Instructions for the task ::
Leaving nothing out, print each line of the material exactly.

Records shown ::
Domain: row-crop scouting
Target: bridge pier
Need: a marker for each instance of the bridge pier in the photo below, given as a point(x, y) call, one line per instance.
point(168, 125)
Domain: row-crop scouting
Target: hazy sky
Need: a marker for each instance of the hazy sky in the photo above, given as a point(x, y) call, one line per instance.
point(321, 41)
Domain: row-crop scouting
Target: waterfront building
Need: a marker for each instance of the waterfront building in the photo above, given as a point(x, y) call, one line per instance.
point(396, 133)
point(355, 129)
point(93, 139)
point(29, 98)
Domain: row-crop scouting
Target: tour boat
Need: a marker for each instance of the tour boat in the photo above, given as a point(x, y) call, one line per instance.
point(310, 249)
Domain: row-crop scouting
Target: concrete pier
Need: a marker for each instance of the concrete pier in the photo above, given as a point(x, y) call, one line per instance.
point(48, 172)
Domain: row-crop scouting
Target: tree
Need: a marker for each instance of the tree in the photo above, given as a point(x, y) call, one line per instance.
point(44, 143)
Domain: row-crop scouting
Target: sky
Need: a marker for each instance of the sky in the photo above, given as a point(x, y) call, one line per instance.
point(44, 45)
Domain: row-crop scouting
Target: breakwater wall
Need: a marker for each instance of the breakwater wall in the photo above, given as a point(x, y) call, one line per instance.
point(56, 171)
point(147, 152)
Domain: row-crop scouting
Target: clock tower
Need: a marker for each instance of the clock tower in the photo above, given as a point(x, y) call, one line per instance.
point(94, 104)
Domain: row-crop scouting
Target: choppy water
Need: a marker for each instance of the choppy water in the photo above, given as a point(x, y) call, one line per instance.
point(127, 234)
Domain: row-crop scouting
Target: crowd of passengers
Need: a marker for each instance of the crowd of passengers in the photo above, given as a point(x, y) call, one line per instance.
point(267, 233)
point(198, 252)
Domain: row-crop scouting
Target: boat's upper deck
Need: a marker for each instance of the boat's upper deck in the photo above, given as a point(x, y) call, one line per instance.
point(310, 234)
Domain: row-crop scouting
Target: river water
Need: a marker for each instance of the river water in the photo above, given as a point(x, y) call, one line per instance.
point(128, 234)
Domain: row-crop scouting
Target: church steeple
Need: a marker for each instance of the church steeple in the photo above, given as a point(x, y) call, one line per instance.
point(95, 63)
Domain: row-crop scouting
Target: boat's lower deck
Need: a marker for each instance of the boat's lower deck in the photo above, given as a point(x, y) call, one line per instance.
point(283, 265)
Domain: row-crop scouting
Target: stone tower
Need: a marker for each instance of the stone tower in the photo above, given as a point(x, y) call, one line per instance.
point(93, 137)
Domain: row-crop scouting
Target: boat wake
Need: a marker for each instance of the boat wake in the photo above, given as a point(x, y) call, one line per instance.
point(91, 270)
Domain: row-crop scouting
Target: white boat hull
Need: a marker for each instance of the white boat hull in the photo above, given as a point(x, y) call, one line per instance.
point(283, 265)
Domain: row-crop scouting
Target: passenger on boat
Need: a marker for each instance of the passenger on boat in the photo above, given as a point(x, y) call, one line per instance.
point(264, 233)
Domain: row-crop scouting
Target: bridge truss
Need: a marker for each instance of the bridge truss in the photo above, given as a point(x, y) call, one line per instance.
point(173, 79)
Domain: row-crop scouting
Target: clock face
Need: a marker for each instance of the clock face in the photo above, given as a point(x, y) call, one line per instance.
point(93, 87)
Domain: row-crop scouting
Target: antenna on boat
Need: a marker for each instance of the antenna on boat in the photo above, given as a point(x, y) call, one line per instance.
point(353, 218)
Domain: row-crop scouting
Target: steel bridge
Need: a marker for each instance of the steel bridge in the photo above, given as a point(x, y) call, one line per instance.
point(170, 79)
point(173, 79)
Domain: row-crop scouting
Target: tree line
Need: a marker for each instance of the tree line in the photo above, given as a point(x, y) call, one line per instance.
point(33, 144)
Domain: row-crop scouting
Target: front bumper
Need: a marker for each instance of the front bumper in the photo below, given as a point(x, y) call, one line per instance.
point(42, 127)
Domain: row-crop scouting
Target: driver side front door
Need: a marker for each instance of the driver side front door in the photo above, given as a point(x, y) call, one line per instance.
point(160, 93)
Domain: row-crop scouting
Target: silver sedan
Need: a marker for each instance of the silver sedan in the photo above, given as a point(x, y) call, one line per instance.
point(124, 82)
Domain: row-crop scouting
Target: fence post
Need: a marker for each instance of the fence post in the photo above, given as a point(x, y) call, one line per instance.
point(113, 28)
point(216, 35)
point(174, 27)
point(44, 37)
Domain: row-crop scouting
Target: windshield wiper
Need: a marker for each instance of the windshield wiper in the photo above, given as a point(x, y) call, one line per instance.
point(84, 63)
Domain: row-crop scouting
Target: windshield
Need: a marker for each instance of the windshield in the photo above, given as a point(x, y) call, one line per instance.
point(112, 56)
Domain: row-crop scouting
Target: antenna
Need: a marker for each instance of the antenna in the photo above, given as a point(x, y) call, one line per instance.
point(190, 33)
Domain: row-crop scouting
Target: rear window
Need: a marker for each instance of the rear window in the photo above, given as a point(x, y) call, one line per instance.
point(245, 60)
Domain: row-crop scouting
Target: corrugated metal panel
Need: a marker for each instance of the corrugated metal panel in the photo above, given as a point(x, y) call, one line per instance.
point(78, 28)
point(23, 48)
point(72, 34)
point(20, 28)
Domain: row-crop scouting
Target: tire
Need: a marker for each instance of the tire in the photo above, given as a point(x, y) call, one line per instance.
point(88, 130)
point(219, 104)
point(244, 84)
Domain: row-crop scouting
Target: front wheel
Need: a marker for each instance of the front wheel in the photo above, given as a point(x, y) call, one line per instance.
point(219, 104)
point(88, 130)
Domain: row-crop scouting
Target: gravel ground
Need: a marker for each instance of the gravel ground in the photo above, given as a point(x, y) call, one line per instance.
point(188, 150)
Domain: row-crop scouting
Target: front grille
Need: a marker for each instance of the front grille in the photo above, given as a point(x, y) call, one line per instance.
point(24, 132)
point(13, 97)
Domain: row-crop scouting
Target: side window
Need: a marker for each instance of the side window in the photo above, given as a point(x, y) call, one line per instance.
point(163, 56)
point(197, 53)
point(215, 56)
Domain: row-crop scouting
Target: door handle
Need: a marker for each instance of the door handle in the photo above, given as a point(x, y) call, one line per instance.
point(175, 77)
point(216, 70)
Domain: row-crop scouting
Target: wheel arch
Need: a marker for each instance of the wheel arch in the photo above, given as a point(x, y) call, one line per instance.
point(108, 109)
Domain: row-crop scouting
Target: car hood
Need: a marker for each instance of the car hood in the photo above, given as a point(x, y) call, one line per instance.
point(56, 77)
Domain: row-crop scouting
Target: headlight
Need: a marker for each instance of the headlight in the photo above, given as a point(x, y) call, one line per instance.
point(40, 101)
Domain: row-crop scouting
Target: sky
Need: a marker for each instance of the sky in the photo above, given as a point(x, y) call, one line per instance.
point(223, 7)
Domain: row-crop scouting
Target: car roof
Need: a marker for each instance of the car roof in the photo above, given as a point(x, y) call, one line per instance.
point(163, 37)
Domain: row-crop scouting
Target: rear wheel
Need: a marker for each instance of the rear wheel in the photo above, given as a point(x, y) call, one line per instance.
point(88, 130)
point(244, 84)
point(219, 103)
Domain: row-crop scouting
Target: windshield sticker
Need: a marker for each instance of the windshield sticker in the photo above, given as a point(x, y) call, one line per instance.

Written reply ::
Domain: row-crop scouting
Target: bridge pier
Need: a marker for each instance of the bridge pier in the photo below, given as a point(x, y) call, one line per instance.
point(168, 125)
Domain: row-crop scouting
Target: hazy sky
Need: a marker for each instance of the hazy sky in the photo above, given as a point(x, y) call, one line per instance.
point(321, 41)
Domain: row-crop scouting
Target: waterfront building
Need: a marker for each instance of the waterfront building in the photo above, given as a point(x, y) call, one line per instance.
point(396, 133)
point(355, 129)
point(93, 139)
point(29, 98)
Domain: row-crop scouting
Target: tour boat
Need: a marker for each instance of the tour boat in the photo above, given as a point(x, y) call, one line per instance.
point(310, 249)
Domain: row-crop scouting
Target: concrete pier
Need: a marker for each instance of the concrete pier in the photo above, given as a point(x, y) call, one line per instance.
point(48, 172)
Domain: row-crop scouting
Target: tree
Need: a marker for each instance of the tree in the photo above, given as a point(x, y) call, one line per instance.
point(44, 143)
Domain: row-crop scouting
Target: sky
Need: a marker for each instance of the sky in the photo above, given as a point(x, y) call, one line per instance.
point(44, 45)
Domain: row-crop scouting
Target: breakwater wall
Need: a marker for each instance of the breakwater wall in the photo above, given as a point(x, y) call, one line per instance.
point(56, 171)
point(147, 152)
Domain: row-crop scouting
Target: clock tower
Need: a marker for each instance of the clock tower in the photo above, given as a point(x, y) call, one line per instance.
point(94, 104)
Domain: row-crop scouting
Target: choppy water
Need: a marker for each instance of the choppy water in the photo above, given as a point(x, y) call, one line per instance.
point(127, 234)
Domain: row-crop scouting
Target: crowd of passengers
Need: a marker for each instance of the crowd of passengers in the photo above, given as a point(x, y) call, one line per instance.
point(267, 233)
point(198, 252)
Domain: row-crop scouting
Target: boat's upper deck
Need: a marker for each instance of the boat's upper deck in the photo above, given as a point(x, y) call, one line per instance.
point(310, 234)
Domain: row-crop scouting
Target: river water
Need: a marker for each instance of the river water in the photo above, given as a point(x, y) call, one line per instance.
point(128, 234)
Domain: row-crop scouting
Target: church steeple
Need: a marker for each instance of the church steeple in the photo above, given as a point(x, y) call, one line per instance.
point(95, 63)
Domain: row-crop scouting
Target: boat's lower deck
Need: a marker for each instance of the boat's lower deck in the photo above, given as a point(x, y) call, one line per instance.
point(283, 265)
Domain: row-crop scouting
Target: stone tower
Need: a marker for each instance of the stone tower in the photo above, given as a point(x, y) call, one line per instance.
point(93, 137)
Domain: row-crop scouting
Target: boat wake
Need: a marker for each instance of the boat wake in the photo above, given as a point(x, y) call, one line per instance.
point(91, 270)
Domain: row-crop scouting
Target: white boat hull
Need: a marker for each instance of the white boat hull in the photo above, given as a point(x, y) call, one line per instance.
point(283, 265)
Domain: row-crop scouting
Target: passenger on boat
Need: a marker for each instance of the passenger on boat in the photo above, given as a point(x, y) call, one line per instance.
point(264, 233)
Domain: row-crop scouting
Target: bridge truss
Need: a marker for each instance of the bridge truss in the photo above, given as a point(x, y) call, one line per instance.
point(173, 79)
Domain: row-crop scouting
Target: clock face
Need: a marker for each instance of the clock face in the photo above, given as a point(x, y) call, one line per instance.
point(93, 87)
Domain: row-crop scouting
Target: antenna on boat
Need: a marker for each instance of the antenna on boat in the photo above, given as a point(x, y) call, one line per instance.
point(353, 218)
Domain: row-crop scouting
Target: steel bridge
Need: a marker for each instance of the steel bridge in the photo above, given as a point(x, y) call, one line per instance.
point(170, 79)
point(173, 79)
Domain: row-crop scouting
Target: tree line
Need: a marker for each instance of the tree line in the photo above, given as a point(x, y) call, one line per instance.
point(33, 144)
Domain: row-crop scouting
Target: front bumper
Need: a marker for each instance of the front bumper in the photo below, given as a point(x, y) call, one line per instance.
point(42, 127)
Domain: row-crop scouting
Target: driver side front door
Need: a marker for each instance of the driver side front door in the photo above, given as a point(x, y) call, one line per instance.
point(160, 93)
Domain: row-crop scouting
Target: silver sedan
Need: a marker for each instance of the silver sedan in the photo above, given as a point(x, y) call, one line per instance.
point(124, 82)
Domain: row-crop scouting
Target: fence post
Need: a marker for each instance of the fence post in the photo above, given as a point(x, y) call, one line per instance.
point(113, 28)
point(216, 35)
point(174, 27)
point(44, 37)
Domain: row-crop scouting
Target: windshield wiper
Need: a marker for each instance of the windshield wiper in the photo above, given as a point(x, y) call, one line per instance.
point(84, 63)
Domain: row-crop scouting
Target: windshield
Need: a marker for each instance of the windshield in the photo above, given as a point(x, y) call, one line per instance.
point(112, 56)
Domain: row-crop scouting
Target: antenna
Need: a marker for each instance of the antenna in the photo above, given as a point(x, y) call, one line per instance.
point(190, 33)
Domain: row-crop scouting
Target: rear window
Need: a marker for each instance of the rear window in the photo above, given as a point(x, y) call, one line per instance.
point(245, 60)
Domain: row-crop scouting
Target: corrugated metal panel
Need: a marker for each instance of the corrugated metal panel in the photo above, given as a point(x, y) call, one line per instance.
point(78, 28)
point(23, 48)
point(72, 34)
point(20, 28)
Domain: row-crop scouting
Target: tire
Need: a marker for each instance of the tire in the photo above, given as a point(x, y) call, one line per instance.
point(88, 130)
point(219, 104)
point(244, 84)
Domain: row-crop scouting
Target: front wheel
Need: a marker for each instance of the front wheel in the photo above, given as a point(x, y) call, one line per instance.
point(219, 104)
point(88, 130)
Domain: row-crop scouting
Target: gravel ground
Need: a marker for each instance of the gravel ground in the photo above, given as a point(x, y) call, one line per instance.
point(188, 150)
Domain: row-crop scouting
Target: front grille
Need: a marker for each instance of the front grille in the photo above, given as a point(x, y) call, one line per instance.
point(24, 132)
point(13, 97)
Domain: row-crop scouting
Target: side window
Need: a marker for each instance of the side window in the photo above, given as a point(x, y) call, one line per instance.
point(163, 56)
point(197, 53)
point(215, 56)
Domain: row-crop scouting
Target: door handle
Need: a marker for each instance of the door handle in the photo above, given as a point(x, y) call, one line per instance.
point(175, 77)
point(216, 70)
Domain: row-crop scouting
Target: wheel arch
Need: a marker for each instance of the wheel arch in the photo above, given as a point(x, y) call, one line per instance.
point(108, 109)
Domain: row-crop scouting
Target: car hood
Need: a marker for each instance of the car hood in the photo above, given as a point(x, y) call, one line per instance.
point(56, 77)
Domain: row-crop scouting
Target: headlight
Need: a marker for each instance of the headlight in the photo above, given as a point(x, y) call, one line per instance.
point(40, 101)
Domain: row-crop scouting
Target: sky
Need: a marker for each instance of the sky in the photo above, given as a point(x, y) call, one line per instance.
point(223, 7)
Domain: row-crop scouting
Target: car roof
Need: a marker for each instance of the car roof in the photo above, given as a point(x, y) call, one line per instance.
point(163, 37)
Domain: row-crop scouting
Target: rear wheel
Need: a marker for each instance of the rear wheel in the photo above, given as a point(x, y) call, one line per instance.
point(88, 130)
point(244, 84)
point(219, 103)
Domain: row-crop scouting
Target: windshield sticker
Need: a marker for each instance of the windshield sticker in the photo above, given as a point(x, y) call, one line per instance.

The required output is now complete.